PROBLEM: Reproduce the line that contains "Need: one point" and every line after it through the end of the records, exactly, with nothing added.

PROVIDED RECORDS:
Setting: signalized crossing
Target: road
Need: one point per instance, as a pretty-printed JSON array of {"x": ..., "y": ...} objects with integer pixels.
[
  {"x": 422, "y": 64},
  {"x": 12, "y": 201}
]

RESPONSE BOX:
Need: one point per instance, as a pretty-printed JSON array of {"x": ..., "y": ...} objects with integer pixels.
[
  {"x": 422, "y": 64},
  {"x": 12, "y": 201}
]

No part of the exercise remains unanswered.